RECORDS SUPPLIED —
──────

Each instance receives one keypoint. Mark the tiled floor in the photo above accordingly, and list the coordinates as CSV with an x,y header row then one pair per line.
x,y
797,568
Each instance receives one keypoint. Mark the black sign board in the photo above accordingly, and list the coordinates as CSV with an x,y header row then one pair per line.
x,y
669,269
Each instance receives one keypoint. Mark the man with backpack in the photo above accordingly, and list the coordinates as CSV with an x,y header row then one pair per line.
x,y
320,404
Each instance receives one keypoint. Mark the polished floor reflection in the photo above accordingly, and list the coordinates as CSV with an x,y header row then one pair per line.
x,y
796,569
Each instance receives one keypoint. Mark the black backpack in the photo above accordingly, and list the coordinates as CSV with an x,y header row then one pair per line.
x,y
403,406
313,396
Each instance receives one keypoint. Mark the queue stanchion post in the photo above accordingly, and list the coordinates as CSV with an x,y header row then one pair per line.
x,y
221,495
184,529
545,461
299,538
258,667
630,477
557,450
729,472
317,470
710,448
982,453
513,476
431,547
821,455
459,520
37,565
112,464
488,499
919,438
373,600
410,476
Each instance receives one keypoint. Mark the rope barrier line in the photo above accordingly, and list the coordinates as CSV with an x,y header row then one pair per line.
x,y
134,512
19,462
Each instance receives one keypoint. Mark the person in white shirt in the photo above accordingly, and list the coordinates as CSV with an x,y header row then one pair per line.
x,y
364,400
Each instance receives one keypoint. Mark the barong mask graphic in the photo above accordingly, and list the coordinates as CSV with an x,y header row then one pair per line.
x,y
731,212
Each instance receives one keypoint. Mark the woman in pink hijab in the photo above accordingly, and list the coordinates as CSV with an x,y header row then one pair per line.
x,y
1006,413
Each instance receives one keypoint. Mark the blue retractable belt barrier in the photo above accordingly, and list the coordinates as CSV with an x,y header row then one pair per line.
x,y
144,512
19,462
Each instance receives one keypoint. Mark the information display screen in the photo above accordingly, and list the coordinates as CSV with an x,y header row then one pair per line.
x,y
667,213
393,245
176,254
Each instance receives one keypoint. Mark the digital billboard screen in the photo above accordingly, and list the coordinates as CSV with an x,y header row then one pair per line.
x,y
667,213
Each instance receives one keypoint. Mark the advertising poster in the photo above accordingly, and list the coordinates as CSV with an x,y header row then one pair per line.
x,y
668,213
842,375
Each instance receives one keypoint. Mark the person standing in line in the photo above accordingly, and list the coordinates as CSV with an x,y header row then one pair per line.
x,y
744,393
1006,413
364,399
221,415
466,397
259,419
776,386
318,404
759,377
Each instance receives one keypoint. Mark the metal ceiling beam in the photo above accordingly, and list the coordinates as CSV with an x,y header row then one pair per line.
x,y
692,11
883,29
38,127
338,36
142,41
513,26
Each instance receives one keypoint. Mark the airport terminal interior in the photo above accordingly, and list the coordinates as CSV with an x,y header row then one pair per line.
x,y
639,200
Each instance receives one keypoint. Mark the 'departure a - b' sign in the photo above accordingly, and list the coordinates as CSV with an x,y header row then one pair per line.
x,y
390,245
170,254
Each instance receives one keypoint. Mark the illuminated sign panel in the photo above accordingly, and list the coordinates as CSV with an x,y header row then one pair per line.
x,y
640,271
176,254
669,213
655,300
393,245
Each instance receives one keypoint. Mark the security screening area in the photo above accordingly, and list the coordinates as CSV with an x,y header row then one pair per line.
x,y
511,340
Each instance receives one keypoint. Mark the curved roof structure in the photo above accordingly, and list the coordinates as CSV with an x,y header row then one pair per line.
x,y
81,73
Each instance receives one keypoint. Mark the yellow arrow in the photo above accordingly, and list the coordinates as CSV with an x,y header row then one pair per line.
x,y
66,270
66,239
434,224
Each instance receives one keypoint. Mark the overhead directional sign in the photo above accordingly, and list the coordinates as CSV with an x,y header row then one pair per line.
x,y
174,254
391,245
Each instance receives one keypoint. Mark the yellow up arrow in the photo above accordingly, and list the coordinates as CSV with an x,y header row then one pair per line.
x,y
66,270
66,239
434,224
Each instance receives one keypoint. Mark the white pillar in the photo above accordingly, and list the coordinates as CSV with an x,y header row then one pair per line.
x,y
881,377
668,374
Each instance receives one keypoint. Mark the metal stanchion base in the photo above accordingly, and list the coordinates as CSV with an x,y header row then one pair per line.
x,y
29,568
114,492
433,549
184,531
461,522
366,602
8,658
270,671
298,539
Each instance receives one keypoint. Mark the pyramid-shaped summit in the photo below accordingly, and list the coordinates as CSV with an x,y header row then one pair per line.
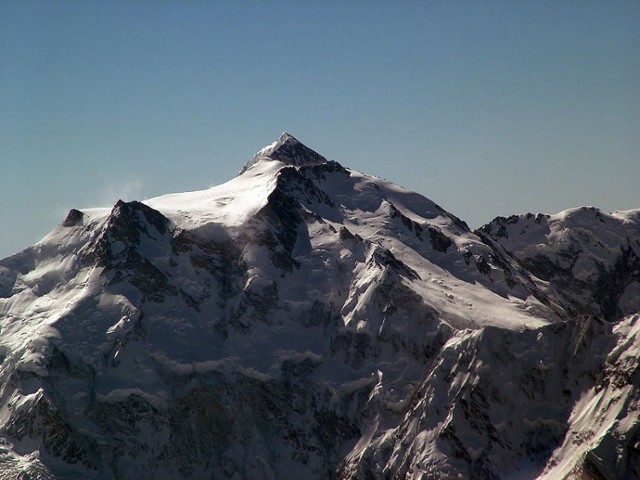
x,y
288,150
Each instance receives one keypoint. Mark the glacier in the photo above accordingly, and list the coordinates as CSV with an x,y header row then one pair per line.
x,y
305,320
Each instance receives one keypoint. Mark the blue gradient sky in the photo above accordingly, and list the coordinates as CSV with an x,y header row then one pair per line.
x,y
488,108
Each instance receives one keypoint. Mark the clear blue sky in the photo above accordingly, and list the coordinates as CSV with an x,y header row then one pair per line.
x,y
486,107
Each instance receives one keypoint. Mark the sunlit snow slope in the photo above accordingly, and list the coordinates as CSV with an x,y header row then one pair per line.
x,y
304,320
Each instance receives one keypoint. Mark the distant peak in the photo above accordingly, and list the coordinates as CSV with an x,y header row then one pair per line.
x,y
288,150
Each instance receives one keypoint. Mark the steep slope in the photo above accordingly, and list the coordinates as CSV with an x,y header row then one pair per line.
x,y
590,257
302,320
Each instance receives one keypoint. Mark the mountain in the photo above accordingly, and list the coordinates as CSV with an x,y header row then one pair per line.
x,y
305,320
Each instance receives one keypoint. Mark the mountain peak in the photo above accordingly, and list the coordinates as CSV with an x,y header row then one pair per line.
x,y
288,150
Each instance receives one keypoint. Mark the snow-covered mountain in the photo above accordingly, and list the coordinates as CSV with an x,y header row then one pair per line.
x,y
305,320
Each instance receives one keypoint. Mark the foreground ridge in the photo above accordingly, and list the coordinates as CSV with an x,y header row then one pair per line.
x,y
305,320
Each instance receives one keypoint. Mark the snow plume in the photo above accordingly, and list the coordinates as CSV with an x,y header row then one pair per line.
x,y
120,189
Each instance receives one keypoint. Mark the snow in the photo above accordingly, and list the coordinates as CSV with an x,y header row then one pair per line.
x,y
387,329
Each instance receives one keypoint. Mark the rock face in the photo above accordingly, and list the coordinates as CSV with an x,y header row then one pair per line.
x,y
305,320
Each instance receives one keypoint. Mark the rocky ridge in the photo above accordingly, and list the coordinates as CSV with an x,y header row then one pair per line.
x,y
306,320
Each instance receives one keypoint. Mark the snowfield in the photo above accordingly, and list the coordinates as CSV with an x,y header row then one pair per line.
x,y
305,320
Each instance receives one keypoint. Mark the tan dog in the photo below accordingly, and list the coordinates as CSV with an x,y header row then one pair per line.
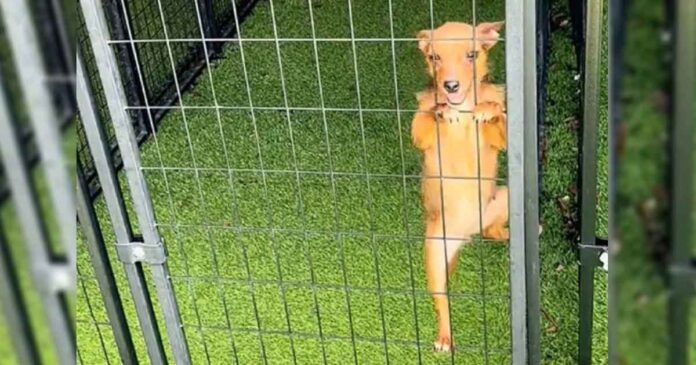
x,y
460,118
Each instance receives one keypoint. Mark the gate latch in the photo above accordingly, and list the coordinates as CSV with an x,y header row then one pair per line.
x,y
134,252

──────

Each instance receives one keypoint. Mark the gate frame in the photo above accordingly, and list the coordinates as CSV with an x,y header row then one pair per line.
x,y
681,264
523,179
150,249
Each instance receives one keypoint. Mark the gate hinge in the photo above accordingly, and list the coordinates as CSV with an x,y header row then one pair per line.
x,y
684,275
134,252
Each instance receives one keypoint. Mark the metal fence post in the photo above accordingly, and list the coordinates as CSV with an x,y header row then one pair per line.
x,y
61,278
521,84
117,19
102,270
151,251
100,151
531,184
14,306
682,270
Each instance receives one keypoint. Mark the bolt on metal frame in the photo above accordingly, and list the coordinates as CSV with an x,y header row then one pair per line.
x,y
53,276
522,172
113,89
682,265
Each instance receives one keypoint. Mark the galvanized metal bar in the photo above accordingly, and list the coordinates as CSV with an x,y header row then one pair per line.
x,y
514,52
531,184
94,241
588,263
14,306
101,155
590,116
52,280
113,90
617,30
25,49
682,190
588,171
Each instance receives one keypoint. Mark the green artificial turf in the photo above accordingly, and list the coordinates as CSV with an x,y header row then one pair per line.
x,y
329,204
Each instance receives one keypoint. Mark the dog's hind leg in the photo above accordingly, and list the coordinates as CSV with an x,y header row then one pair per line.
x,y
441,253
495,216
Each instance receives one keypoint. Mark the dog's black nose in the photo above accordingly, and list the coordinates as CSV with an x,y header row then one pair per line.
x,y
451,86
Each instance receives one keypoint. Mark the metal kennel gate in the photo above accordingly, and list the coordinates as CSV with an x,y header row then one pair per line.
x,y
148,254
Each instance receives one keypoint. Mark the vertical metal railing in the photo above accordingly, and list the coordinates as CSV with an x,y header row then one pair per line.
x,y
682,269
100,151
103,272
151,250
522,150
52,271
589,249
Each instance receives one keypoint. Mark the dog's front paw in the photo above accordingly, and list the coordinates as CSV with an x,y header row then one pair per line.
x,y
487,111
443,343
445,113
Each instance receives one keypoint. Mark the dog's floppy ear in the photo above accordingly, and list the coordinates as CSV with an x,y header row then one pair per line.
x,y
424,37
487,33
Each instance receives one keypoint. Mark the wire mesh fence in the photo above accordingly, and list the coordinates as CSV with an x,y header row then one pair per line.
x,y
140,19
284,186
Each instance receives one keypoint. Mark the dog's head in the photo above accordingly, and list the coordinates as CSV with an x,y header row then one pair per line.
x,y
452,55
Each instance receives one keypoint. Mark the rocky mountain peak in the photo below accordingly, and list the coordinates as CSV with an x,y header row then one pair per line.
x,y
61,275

──────

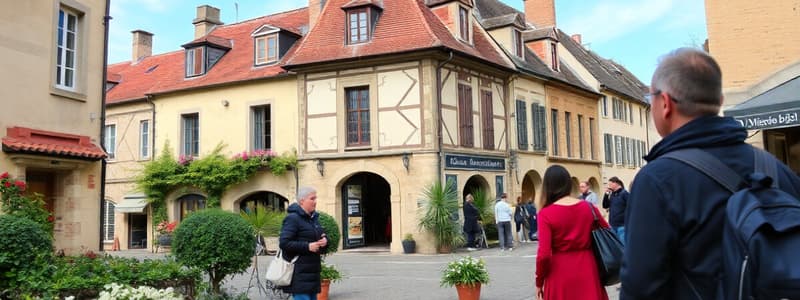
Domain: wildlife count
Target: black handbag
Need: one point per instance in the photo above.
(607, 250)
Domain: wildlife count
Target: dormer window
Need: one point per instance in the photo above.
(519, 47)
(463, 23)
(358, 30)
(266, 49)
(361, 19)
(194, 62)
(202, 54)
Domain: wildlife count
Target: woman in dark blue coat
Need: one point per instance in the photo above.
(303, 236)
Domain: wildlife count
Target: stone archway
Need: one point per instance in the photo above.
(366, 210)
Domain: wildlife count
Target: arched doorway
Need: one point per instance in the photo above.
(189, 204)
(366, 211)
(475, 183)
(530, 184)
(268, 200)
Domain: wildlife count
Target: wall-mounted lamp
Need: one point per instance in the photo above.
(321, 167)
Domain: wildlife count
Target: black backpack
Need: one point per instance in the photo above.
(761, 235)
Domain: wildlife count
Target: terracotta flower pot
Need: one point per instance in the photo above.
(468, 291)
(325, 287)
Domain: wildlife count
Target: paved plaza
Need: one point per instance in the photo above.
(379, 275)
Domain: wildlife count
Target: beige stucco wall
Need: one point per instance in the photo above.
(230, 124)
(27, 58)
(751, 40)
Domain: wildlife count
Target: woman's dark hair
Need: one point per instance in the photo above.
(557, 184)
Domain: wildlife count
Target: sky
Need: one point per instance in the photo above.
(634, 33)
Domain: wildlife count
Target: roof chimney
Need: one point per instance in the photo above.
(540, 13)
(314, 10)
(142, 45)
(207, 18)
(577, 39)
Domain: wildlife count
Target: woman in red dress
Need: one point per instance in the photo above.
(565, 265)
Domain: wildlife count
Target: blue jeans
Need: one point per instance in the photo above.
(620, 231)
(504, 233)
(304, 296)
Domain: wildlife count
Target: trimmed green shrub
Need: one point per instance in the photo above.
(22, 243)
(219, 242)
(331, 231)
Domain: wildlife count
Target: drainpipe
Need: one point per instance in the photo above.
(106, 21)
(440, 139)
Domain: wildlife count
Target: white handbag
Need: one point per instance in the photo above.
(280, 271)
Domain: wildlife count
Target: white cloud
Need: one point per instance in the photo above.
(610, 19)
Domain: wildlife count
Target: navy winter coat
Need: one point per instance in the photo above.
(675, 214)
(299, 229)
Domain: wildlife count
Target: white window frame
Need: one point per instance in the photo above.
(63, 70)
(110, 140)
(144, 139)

──────

THE TASK —
All lines that contain the word "window" should be copied from the listing.

ANSWER SECTION —
Target: dormer window
Target: white window frame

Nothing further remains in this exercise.